• RECORDS
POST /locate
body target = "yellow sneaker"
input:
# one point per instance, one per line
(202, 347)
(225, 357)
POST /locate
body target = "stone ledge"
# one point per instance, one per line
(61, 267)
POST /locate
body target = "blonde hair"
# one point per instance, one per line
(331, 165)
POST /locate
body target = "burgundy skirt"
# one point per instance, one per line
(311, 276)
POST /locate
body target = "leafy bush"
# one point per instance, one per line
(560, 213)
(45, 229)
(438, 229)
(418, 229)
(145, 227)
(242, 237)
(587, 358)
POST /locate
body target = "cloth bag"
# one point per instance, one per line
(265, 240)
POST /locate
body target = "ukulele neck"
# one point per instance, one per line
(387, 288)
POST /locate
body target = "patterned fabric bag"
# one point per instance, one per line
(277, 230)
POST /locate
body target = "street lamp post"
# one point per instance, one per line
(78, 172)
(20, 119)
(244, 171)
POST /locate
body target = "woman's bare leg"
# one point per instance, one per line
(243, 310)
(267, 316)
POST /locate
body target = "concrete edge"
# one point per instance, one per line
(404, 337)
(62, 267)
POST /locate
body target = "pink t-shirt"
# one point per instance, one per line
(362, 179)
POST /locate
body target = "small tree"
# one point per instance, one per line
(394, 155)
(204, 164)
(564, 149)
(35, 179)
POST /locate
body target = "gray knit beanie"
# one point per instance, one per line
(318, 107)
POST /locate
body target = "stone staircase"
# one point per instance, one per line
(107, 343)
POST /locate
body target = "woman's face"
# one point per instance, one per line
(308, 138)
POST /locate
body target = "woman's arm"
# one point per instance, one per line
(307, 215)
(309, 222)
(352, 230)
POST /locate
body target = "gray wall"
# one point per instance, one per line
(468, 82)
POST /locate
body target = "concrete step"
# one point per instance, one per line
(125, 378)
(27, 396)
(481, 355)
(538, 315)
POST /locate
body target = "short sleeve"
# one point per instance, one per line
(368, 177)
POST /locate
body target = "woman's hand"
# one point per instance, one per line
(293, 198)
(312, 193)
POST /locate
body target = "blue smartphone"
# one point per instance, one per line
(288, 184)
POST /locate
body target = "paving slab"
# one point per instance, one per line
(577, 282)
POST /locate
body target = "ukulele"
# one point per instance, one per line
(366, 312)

• ABOUT THIS EXERCISE
Filter the listing above by the word "stone"; copy each line that passes.

• WRITTEN SOLUTION
body target = "stone ledge"
body target = "stone staircase"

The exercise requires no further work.